SUPPLIED DATA start

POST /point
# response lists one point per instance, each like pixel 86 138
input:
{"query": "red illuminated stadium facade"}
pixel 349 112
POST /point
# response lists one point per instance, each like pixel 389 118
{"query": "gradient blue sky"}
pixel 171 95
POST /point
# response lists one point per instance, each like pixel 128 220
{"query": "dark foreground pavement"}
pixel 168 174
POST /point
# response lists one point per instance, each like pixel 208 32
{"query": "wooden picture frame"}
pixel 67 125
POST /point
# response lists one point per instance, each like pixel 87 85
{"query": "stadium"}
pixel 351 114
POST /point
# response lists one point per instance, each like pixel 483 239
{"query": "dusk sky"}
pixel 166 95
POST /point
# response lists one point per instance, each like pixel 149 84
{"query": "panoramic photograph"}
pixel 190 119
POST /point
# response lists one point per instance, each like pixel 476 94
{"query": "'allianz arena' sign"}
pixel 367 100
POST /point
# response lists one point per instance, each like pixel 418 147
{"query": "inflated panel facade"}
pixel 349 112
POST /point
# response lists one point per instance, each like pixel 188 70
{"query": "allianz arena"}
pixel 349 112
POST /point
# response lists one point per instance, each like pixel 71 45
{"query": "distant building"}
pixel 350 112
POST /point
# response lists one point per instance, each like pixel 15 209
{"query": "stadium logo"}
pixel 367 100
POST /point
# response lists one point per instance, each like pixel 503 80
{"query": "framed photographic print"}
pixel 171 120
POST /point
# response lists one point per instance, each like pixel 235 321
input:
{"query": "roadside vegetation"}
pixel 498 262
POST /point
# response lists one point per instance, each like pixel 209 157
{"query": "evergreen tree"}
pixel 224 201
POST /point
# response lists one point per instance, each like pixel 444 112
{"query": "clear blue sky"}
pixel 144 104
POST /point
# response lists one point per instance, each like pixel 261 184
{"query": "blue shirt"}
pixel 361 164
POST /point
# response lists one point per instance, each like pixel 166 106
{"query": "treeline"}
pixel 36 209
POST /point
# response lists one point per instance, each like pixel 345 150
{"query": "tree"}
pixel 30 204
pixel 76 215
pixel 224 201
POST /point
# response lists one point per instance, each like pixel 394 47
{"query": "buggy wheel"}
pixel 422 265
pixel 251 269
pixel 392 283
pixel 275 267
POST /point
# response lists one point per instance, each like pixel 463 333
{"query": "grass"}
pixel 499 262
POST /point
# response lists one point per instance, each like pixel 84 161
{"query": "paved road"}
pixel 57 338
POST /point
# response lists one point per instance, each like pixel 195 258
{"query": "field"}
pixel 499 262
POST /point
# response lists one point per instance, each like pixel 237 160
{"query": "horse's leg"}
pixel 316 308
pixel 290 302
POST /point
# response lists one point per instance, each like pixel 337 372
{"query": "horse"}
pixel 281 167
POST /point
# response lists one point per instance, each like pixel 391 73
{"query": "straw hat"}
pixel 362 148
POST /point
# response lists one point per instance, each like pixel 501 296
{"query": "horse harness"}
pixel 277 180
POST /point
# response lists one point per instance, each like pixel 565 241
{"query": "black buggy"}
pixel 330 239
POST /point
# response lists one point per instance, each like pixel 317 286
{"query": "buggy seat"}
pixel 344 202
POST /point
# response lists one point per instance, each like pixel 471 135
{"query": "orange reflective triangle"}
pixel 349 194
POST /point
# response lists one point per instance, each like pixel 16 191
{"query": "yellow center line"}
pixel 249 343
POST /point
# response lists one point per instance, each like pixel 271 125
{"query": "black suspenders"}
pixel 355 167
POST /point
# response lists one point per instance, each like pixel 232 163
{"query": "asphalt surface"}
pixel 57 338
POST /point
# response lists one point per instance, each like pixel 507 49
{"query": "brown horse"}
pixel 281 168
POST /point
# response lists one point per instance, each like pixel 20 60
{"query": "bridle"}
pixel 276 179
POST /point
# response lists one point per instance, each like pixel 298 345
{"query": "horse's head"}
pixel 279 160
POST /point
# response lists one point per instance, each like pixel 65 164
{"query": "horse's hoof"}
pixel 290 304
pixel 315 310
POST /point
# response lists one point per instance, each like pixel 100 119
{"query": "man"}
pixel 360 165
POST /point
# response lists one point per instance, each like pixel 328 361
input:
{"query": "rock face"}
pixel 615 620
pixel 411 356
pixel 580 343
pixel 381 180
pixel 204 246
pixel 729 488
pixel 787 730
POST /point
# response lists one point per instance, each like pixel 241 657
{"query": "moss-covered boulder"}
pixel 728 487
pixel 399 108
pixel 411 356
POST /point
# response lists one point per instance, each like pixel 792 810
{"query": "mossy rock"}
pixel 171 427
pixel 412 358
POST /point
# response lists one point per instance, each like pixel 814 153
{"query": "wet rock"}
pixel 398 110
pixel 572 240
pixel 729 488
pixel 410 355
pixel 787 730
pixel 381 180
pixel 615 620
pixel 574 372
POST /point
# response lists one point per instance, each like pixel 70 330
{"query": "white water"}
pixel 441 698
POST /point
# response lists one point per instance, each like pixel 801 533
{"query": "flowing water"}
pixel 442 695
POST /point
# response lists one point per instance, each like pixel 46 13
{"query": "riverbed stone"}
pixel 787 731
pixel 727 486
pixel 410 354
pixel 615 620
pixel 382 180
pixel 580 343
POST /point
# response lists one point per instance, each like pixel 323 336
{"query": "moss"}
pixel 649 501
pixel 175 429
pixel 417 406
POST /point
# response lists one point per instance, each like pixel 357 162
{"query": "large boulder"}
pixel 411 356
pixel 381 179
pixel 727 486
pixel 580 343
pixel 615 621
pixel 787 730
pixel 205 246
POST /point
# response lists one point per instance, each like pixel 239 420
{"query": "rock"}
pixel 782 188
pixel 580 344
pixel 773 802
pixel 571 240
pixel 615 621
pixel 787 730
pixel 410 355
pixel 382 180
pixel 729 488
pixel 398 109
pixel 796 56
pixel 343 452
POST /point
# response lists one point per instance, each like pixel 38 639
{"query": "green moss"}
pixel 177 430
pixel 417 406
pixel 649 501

SUPPLIED DATA end

TASK DETAILS :: Turn all of the records above into a numbered list, one line per item, with any blank lines dropped.

RESULT BELOW ::
1. POST /point
2. # response lists one point per instance, each like pixel 86 138
3. input:
4. {"query": "red illuminated stadium facade"}
5. pixel 349 112
6. POST /point
7. # response lists one point per instance, each like pixel 389 118
8. {"query": "gradient blue sky"}
9. pixel 171 95
10. POST /point
11. # response lists one point per instance, each like pixel 128 220
12. {"query": "dark foreground pavement"}
13. pixel 168 174
14. POST /point
15. # response lists one point per instance, each like pixel 208 32
16. {"query": "wooden picture frame"}
17. pixel 67 125
18. POST /point
19. # response lists one point per instance, each like pixel 87 85
20. {"query": "stadium"}
21. pixel 351 114
22. POST /point
23. # response lists one point per instance, each like pixel 483 239
24. {"query": "dusk sky"}
25. pixel 166 95
26. POST /point
27. # response lists one point per instance, each like pixel 149 84
28. {"query": "panoramic photograph"}
29. pixel 190 119
30. POST /point
31. # response lists one point per instance, each like pixel 476 94
32. {"query": "'allianz arena' sign"}
33. pixel 367 100
34. POST /point
35. # response lists one point per instance, each like pixel 418 147
36. {"query": "inflated panel facade"}
37. pixel 349 112
38. POST /point
39. # response lists one point per instance, each like pixel 188 70
40. {"query": "allianz arena"}
41. pixel 349 112
42. POST /point
43. # response lists one point per instance, each like pixel 71 45
44. {"query": "distant building"}
45. pixel 350 112
46. POST /point
47. # response lists one point per instance, each like pixel 15 209
48. {"query": "stadium logo"}
49. pixel 367 100
50. POST /point
51. # response lists one point per instance, each like pixel 503 80
52. {"query": "framed photographic print"}
53. pixel 171 120
54. POST /point
55. # response lists one point per instance, each like pixel 235 321
56. input:
57. {"query": "roadside vegetation"}
58. pixel 498 262
59. POST /point
60. # response lists one point per instance, each like pixel 209 157
61. {"query": "evergreen tree"}
62. pixel 224 201
63. POST /point
64. # response lists one point per instance, each like pixel 444 112
65. {"query": "clear blue sky"}
66. pixel 144 104
67. POST /point
68. # response lists one point per instance, each like pixel 261 184
69. {"query": "blue shirt"}
70. pixel 361 164
71. POST /point
72. # response lists one point per instance, each like pixel 166 106
73. {"query": "treeline"}
74. pixel 36 209
75. POST /point
76. # response lists one point per instance, each like pixel 345 150
77. {"query": "tree"}
78. pixel 30 204
79. pixel 76 215
80. pixel 224 201
81. POST /point
82. # response lists one point per instance, each like pixel 394 47
83. {"query": "buggy wheel"}
84. pixel 422 265
85. pixel 251 269
86. pixel 392 283
87. pixel 275 267
88. POST /point
89. # response lists one point per instance, each like pixel 463 333
90. {"query": "grass"}
91. pixel 499 262
92. POST /point
93. # response lists one point per instance, each like pixel 84 161
94. {"query": "paved road"}
95. pixel 57 338
96. POST /point
97. # response lists one point per instance, each like pixel 195 258
98. {"query": "field"}
99. pixel 499 262
100. POST /point
101. # response lists one point per instance, each like pixel 237 160
102. {"query": "horse's leg"}
103. pixel 316 308
104. pixel 290 302
105. POST /point
106. # response lists one point per instance, each like pixel 337 372
107. {"query": "horse"}
108. pixel 281 167
109. POST /point
110. # response lists one point per instance, each like pixel 391 73
111. {"query": "straw hat"}
112. pixel 362 148
113. POST /point
114. # response lists one point per instance, each like pixel 501 296
115. {"query": "horse harness"}
116. pixel 277 180
117. POST /point
118. # response lists one point per instance, each like pixel 565 241
119. {"query": "black buggy"}
120. pixel 330 239
121. POST /point
122. # response lists one point per instance, each like pixel 317 286
123. {"query": "buggy seat"}
124. pixel 344 202
125. POST /point
126. # response lists one point per instance, each like pixel 471 135
127. {"query": "orange reflective triangle"}
128. pixel 349 194
129. POST /point
130. # response lists one point per instance, each like pixel 16 191
131. {"query": "yellow center line"}
132. pixel 249 343
133. POST /point
134. # response lists one point per instance, each like pixel 271 125
135. {"query": "black suspenders"}
136. pixel 355 167
137. POST /point
138. # response lists one point per instance, each like pixel 232 163
139. {"query": "asphalt surface"}
140. pixel 57 338
141. POST /point
142. # response lists one point per instance, each like pixel 507 49
143. {"query": "brown horse"}
144. pixel 281 168
145. POST /point
146. # response lists one point per instance, each like pixel 20 60
147. {"query": "bridle"}
148. pixel 276 179
149. POST /point
150. # response lists one point per instance, each like pixel 298 345
151. {"query": "horse's head"}
152. pixel 279 160
153. POST /point
154. # response lists one point per instance, each like pixel 65 164
155. {"query": "horse's hoof"}
156. pixel 290 304
157. pixel 315 310
158. POST /point
159. # response lists one point per instance, each like pixel 100 119
160. {"query": "man"}
161. pixel 360 165
162. POST /point
163. # response lists one point per instance, each like pixel 328 361
164. input:
165. {"query": "rock face"}
166. pixel 615 620
167. pixel 411 356
168. pixel 580 343
169. pixel 381 180
170. pixel 204 246
171. pixel 729 488
172. pixel 787 730
173. POST /point
174. # response lists one point per instance, each like pixel 241 657
175. {"query": "moss-covered boulder"}
176. pixel 728 487
177. pixel 399 108
178. pixel 411 356
179. POST /point
180. # response lists one point per instance, each like pixel 792 810
181. {"query": "mossy rock"}
182. pixel 171 427
183. pixel 412 358
184. POST /point
185. # response lists one point per instance, each like pixel 814 153
186. {"query": "wet rock"}
187. pixel 398 110
188. pixel 572 240
189. pixel 729 488
190. pixel 410 355
191. pixel 787 730
192. pixel 381 180
193. pixel 615 620
194. pixel 574 372
195. POST /point
196. # response lists one point per instance, each like pixel 70 330
197. {"query": "white water"}
198. pixel 441 698
199. POST /point
200. # response lists one point per instance, each like pixel 801 533
201. {"query": "flowing water"}
202. pixel 442 695
203. POST /point
204. # response lists one point per instance, each like pixel 46 13
205. {"query": "riverbed stone"}
206. pixel 787 731
207. pixel 727 486
208. pixel 410 354
209. pixel 615 620
210. pixel 382 180
211. pixel 580 343
212. POST /point
213. # response lists one point per instance, each like pixel 323 336
214. {"query": "moss"}
215. pixel 649 501
216. pixel 175 429
217. pixel 417 406
218. POST /point
219. # response lists one point per instance, each like pixel 357 162
220. {"query": "large boulder"}
221. pixel 411 356
222. pixel 381 179
223. pixel 727 486
224. pixel 580 343
225. pixel 615 621
226. pixel 787 730
227. pixel 205 246
228. POST /point
229. # response lists one point per instance, each like pixel 239 420
230. {"query": "rock"}
231. pixel 782 188
232. pixel 580 344
233. pixel 773 802
234. pixel 571 240
235. pixel 615 621
236. pixel 787 730
237. pixel 410 355
238. pixel 382 180
239. pixel 729 488
240. pixel 398 109
241. pixel 796 56
242. pixel 343 452
243. POST /point
244. # response lists one point per instance, each like pixel 38 639
245. {"query": "green moss"}
246. pixel 177 430
247. pixel 417 406
248. pixel 649 501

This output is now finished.